TASK TO CARRY OUT => The whole listing below must be printed again exactly, images excluded.

RECORDS =>
§

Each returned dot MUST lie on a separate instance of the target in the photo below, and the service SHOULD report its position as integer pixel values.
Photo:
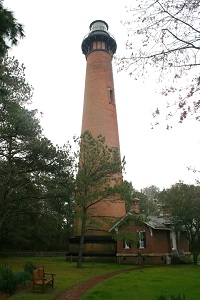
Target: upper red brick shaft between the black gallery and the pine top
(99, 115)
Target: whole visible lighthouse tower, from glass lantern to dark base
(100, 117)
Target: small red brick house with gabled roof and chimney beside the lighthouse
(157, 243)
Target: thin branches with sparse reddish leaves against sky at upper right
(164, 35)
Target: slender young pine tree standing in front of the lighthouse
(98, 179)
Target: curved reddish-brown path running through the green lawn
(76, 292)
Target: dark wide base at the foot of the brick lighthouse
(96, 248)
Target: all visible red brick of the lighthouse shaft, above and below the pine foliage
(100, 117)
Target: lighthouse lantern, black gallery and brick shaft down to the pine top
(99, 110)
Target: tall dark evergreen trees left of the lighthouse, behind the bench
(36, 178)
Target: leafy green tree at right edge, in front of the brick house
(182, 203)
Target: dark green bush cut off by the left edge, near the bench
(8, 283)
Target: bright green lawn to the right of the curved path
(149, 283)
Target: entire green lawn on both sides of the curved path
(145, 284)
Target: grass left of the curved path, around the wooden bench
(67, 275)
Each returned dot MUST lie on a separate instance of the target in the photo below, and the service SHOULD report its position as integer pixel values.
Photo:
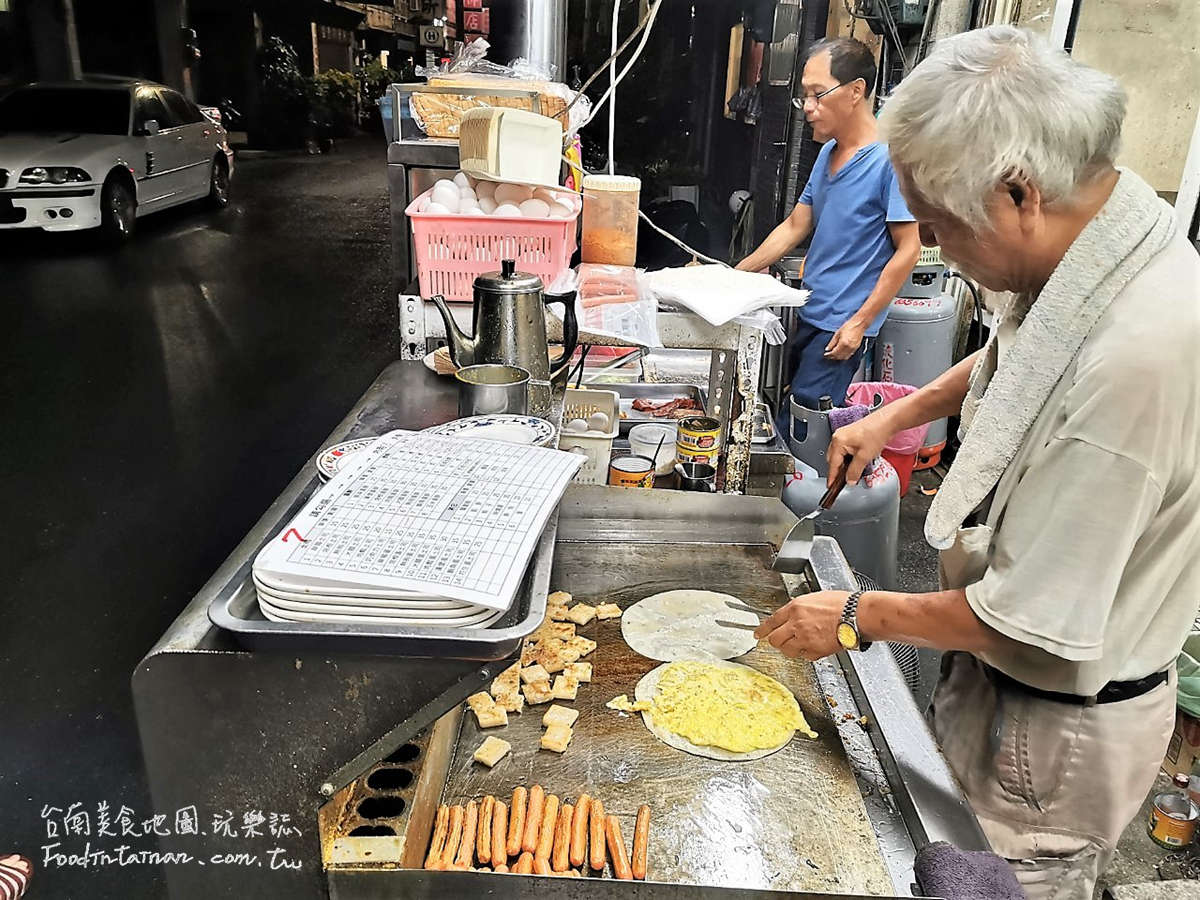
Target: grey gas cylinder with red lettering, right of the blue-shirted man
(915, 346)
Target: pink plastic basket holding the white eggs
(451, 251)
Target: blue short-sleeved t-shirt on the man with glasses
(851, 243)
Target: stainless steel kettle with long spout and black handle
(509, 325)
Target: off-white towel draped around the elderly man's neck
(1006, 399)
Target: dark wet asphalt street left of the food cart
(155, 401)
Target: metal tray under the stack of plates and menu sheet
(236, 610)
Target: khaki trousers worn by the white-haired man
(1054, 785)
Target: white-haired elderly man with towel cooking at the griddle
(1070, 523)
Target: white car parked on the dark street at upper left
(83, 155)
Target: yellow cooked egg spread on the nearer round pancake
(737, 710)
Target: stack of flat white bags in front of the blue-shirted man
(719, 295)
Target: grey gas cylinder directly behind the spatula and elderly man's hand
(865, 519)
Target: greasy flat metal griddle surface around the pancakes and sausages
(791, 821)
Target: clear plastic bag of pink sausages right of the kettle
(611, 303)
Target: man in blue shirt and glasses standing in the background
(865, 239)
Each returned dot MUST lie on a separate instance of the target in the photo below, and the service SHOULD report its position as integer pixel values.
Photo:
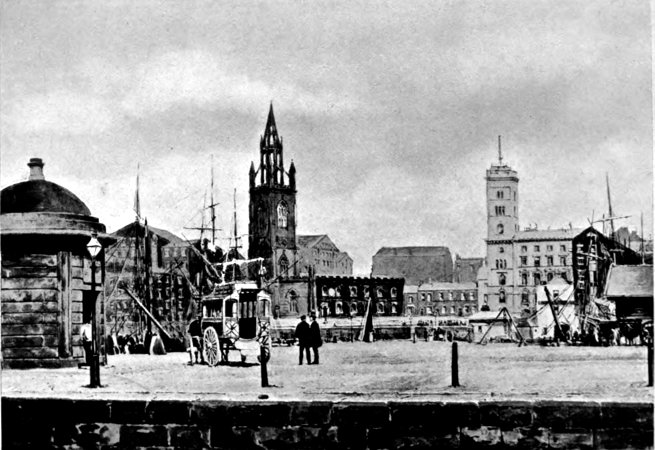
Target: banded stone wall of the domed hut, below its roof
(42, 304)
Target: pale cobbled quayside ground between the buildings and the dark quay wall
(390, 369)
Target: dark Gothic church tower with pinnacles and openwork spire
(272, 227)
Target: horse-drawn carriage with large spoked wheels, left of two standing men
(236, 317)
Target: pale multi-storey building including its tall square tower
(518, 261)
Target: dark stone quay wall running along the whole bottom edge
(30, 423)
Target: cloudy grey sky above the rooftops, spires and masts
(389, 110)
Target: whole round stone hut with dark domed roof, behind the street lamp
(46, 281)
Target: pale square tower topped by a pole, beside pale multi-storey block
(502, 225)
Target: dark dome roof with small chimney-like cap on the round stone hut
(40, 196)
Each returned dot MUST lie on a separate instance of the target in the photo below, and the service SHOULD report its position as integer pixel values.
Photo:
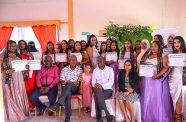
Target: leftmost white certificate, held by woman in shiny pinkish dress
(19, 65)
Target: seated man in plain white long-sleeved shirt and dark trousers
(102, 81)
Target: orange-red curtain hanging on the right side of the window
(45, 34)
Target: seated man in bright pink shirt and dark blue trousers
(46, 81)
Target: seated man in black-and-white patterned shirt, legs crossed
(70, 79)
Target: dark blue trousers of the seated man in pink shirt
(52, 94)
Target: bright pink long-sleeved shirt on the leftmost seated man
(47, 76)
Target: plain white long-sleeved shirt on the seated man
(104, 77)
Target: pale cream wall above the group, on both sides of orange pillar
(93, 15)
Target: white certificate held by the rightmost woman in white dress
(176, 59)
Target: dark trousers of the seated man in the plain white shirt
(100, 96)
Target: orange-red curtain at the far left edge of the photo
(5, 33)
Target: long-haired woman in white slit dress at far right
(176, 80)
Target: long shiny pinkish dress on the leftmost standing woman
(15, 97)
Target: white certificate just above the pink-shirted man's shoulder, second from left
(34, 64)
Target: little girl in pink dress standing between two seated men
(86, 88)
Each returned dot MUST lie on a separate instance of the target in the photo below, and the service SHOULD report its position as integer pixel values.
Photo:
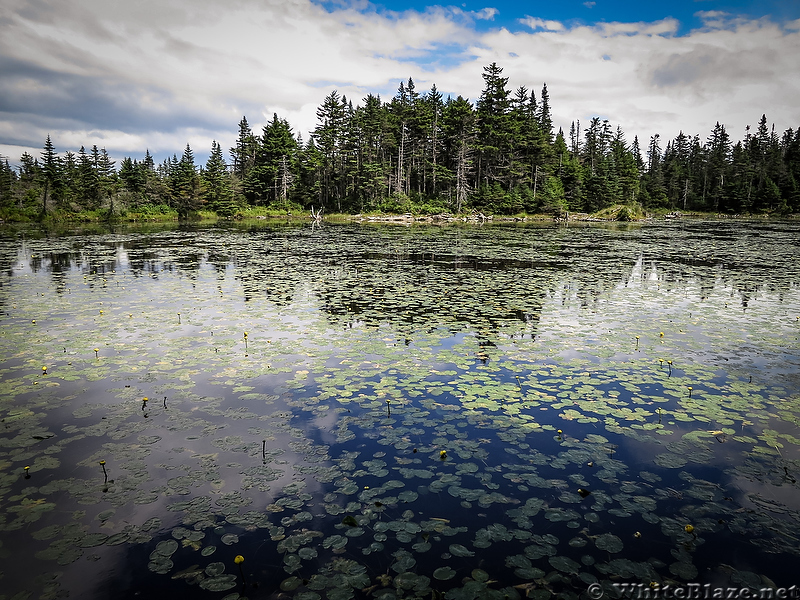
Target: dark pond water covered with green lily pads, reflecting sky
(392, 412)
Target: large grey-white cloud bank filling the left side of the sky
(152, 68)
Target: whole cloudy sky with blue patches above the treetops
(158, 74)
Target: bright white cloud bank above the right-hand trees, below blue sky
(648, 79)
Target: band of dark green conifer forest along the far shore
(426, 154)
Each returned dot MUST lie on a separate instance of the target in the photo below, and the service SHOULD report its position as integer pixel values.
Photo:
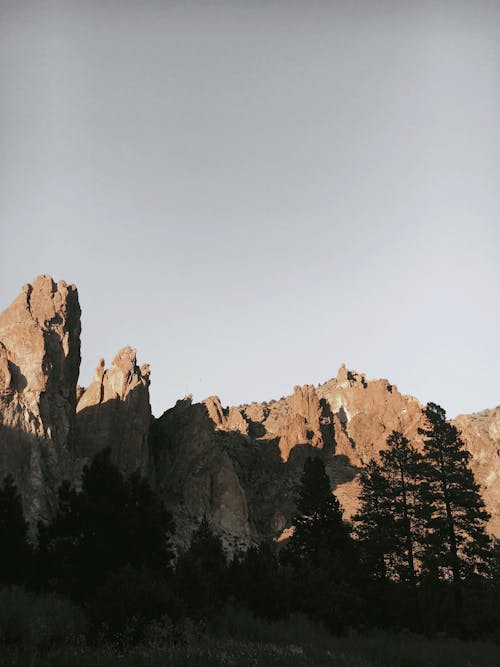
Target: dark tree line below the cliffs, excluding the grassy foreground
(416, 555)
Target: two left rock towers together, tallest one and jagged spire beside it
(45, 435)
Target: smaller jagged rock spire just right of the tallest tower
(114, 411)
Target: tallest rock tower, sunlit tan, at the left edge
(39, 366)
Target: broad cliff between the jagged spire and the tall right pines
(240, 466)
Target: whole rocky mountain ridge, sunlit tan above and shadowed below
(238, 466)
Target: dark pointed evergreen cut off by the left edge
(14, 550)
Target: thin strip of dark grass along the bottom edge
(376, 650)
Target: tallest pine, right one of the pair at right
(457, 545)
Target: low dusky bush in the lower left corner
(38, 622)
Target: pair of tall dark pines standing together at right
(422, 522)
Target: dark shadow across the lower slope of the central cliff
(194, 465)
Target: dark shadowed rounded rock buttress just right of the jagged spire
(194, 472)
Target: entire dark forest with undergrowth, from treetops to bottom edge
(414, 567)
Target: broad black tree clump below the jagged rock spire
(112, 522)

§

SOLUTION BELOW =>
Each returned dot MUST lie on a separate instance of the target in the photo below, and the service SHOULD report its position as integer pixel values.
Photo:
Target: upper red brick shaft between the black gallery and the pine top
(99, 115)
Target: whole visible lighthouse tower, from glass lantern to dark base
(100, 117)
Target: small red brick house with gabled roof and chimney beside the lighthouse
(157, 243)
Target: thin branches with sparse reddish leaves against sky at upper right
(164, 35)
Target: slender young pine tree standing in front of the lighthouse
(98, 179)
Target: curved reddish-brown path running through the green lawn
(76, 292)
Target: dark wide base at the foot of the brick lighthouse
(96, 248)
Target: all visible red brick of the lighthouse shaft, above and below the pine foliage
(100, 117)
Target: lighthouse lantern, black gallery and brick shaft down to the pine top
(99, 110)
Target: tall dark evergreen trees left of the lighthouse, behind the bench
(36, 178)
Target: leafy green tree at right edge, in front of the brick house
(182, 203)
Target: dark green bush cut off by the left edge, near the bench
(8, 283)
Target: bright green lawn to the right of the curved path
(149, 283)
Target: entire green lawn on both sides of the curved path
(145, 284)
Target: grass left of the curved path, around the wooden bench
(67, 275)
Each returned dot MUST lie on a separate instance of the target in the photo below, and the service SHOULD report its position as integer pixel values.
Photo:
Target: grey gas cylinder with red lettering, right of the blue-shirted man
(915, 346)
Target: pink plastic basket holding the white eggs
(451, 251)
Target: blue short-sleeved t-shirt on the man with glasses
(851, 243)
Target: stainless steel kettle with long spout and black handle
(509, 325)
Target: off-white towel draped around the elderly man's neck
(1006, 399)
Target: dark wet asphalt street left of the food cart
(155, 401)
Target: metal tray under the stack of plates and menu sheet
(236, 610)
Target: khaki trousers worn by the white-haired man
(1054, 785)
Target: white-haired elderly man with towel cooking at the griddle
(1070, 523)
Target: white car parked on the dark street at upper left
(83, 155)
Target: yellow cooked egg spread on the nearer round pancake
(737, 710)
Target: stack of flat white bags in front of the blue-shirted man
(719, 295)
Target: grey gas cylinder directly behind the spatula and elderly man's hand
(865, 519)
Target: greasy flat metal griddle surface around the pancakes and sausages
(791, 821)
Target: clear plastic bag of pink sausages right of the kettle
(611, 303)
Target: man in blue shirt and glasses standing in the background
(865, 239)
Each returned dot MUST lie on a separate instance of the target in the photo below, and the service SHOULD report its position as integer pixel values.
Photo:
Target: banded stone wall of the domed hut, below its roof
(42, 304)
Target: pale cobbled quayside ground between the buildings and the dark quay wall
(390, 369)
Target: dark Gothic church tower with pinnacles and openwork spire
(272, 227)
Target: horse-drawn carriage with large spoked wheels, left of two standing men
(236, 317)
Target: pale multi-storey building including its tall square tower
(518, 261)
Target: dark stone quay wall running along the whole bottom edge
(30, 423)
Target: cloudy grey sky above the rooftops, spires and masts
(389, 110)
Target: whole round stone hut with dark domed roof, behind the street lamp
(46, 281)
Target: pale square tower topped by a pole, beside pale multi-storey block
(502, 225)
Target: dark dome roof with small chimney-like cap on the round stone hut
(40, 196)
Each returned dot MUST lie on a separate instance of the target in the photo below, and the service SHOULD report its position as integer pixel values.
Photo:
Target: leftmost white certificate, held by woman in shiny pinkish dress
(19, 65)
Target: seated man in plain white long-sleeved shirt and dark trousers
(102, 81)
Target: orange-red curtain hanging on the right side of the window
(45, 34)
Target: seated man in bright pink shirt and dark blue trousers
(46, 81)
Target: seated man in black-and-white patterned shirt, legs crossed
(70, 79)
Target: dark blue trousers of the seated man in pink shirt
(52, 94)
Target: bright pink long-sleeved shirt on the leftmost seated man
(47, 76)
Target: plain white long-sleeved shirt on the seated man
(104, 77)
Target: pale cream wall above the group, on both sides of orange pillar
(93, 15)
Target: white certificate held by the rightmost woman in white dress
(176, 59)
Target: dark trousers of the seated man in the plain white shirt
(100, 96)
Target: orange-red curtain at the far left edge of the photo
(5, 33)
Target: long-haired woman in white slit dress at far right
(176, 80)
Target: long shiny pinkish dress on the leftmost standing woman
(15, 97)
Target: white certificate just above the pink-shirted man's shoulder, second from left
(34, 64)
Target: little girl in pink dress standing between two seated men
(86, 88)
Each returned dot MUST lie on a separate instance of the target in the photo below, and the service SHOULD report its position as integer pixel values.
Photo:
Target: dark pond water covered with green lily pads, reflecting sky
(392, 412)
Target: large grey-white cloud bank filling the left side of the sky
(152, 68)
Target: whole cloudy sky with blue patches above the treetops
(158, 74)
Target: bright white cloud bank above the right-hand trees, below blue sky
(648, 79)
Target: band of dark green conifer forest along the far shore
(426, 154)
Each returned dot MUST lie on a separate instance of the target in the photo below, and the service SHOULD report its position as integer pixel values.
Photo:
Target: dark tree line below the cliffs, excluding the grassy foreground
(416, 555)
Target: two left rock towers together, tallest one and jagged spire beside it
(45, 435)
Target: smaller jagged rock spire just right of the tallest tower
(114, 411)
Target: tallest rock tower, sunlit tan, at the left edge
(39, 366)
Target: broad cliff between the jagged spire and the tall right pines
(240, 466)
Target: whole rocky mountain ridge, sunlit tan above and shadowed below
(238, 466)
Target: dark pointed evergreen cut off by the left edge
(14, 550)
Target: thin strip of dark grass along the bottom edge
(376, 650)
Target: tallest pine, right one of the pair at right
(457, 545)
Target: low dusky bush in the lower left corner
(38, 622)
Target: pair of tall dark pines standing together at right
(422, 522)
Target: dark shadow across the lower slope of the central cliff
(194, 465)
Target: dark shadowed rounded rock buttress just right of the jagged spire
(194, 472)
Target: entire dark forest with undergrowth, from treetops to bottom edge
(414, 567)
Target: broad black tree clump below the jagged rock spire
(112, 522)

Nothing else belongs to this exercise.